Work to complete
Every record must be repeated exactly, with no omission.

====== Input material ======

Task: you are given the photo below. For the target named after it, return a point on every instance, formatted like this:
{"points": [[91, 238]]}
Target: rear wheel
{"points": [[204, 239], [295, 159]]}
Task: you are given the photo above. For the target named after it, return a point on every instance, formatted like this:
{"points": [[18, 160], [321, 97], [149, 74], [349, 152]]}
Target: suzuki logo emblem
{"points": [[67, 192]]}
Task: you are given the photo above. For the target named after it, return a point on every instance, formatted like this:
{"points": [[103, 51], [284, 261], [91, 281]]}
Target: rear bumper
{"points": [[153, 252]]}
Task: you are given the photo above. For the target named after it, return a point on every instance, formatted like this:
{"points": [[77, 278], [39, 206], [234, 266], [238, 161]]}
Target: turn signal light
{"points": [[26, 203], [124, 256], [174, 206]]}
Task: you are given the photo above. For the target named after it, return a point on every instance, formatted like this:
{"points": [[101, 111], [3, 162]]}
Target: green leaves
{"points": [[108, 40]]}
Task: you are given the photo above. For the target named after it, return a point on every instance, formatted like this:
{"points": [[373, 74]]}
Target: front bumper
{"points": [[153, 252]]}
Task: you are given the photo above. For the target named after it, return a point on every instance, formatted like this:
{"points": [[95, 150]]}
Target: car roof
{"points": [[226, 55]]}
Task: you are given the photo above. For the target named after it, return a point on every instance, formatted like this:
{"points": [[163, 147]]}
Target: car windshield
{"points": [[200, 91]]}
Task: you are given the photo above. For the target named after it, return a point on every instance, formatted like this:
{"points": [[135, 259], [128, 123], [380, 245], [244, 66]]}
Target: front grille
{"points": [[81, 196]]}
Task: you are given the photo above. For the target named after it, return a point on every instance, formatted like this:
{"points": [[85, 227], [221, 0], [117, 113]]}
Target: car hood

======

Exercise result
Task: you are given the photo below. For the target named after it, return a point on every instance, formatted like this:
{"points": [[91, 238]]}
Target: rear wheel
{"points": [[204, 239], [295, 159]]}
Task: you are given the photo above. For the target named after it, return a point on every instance, formatted like this:
{"points": [[18, 160], [321, 97], [149, 74], [349, 152]]}
Target: suzuki logo emblem
{"points": [[67, 192]]}
Task: you are given the photo above. For the target named after it, return a point on every instance, formatted like this:
{"points": [[103, 51], [284, 261], [91, 281]]}
Target: rear bumper
{"points": [[153, 252]]}
Task: you are given the photo above. For the target named after it, return a point on every instance, formatted like this:
{"points": [[77, 278], [39, 206], [234, 266], [238, 161]]}
Target: turn signal light
{"points": [[26, 203], [124, 256], [174, 206]]}
Task: you are given the photo above. For the target named after it, return a point on every instance, formatted like this:
{"points": [[101, 111], [3, 162]]}
Target: green leaves
{"points": [[108, 40]]}
Task: you are given the photo above. For the target named after it, return a point on every instance, formatted like this:
{"points": [[373, 74]]}
Target: front bumper
{"points": [[153, 252]]}
Task: you are given the photo above. For the target named after it, return a point on every instance, formatted like this:
{"points": [[95, 150]]}
Target: car roof
{"points": [[226, 55]]}
Task: you are given the photo above. For the target named after it, return a point on every instance, formatted like this:
{"points": [[163, 147]]}
Target: car windshield
{"points": [[200, 91]]}
Task: you are given the photo above. For the target named after it, return a point on every instance, formatted like this:
{"points": [[135, 259], [128, 123], [380, 245], [244, 66]]}
Target: front grille
{"points": [[81, 196]]}
Task: you are given the photo above. For the target named after it, return a point on every instance, formatted like this:
{"points": [[85, 227], [221, 0], [117, 113]]}
Target: car hood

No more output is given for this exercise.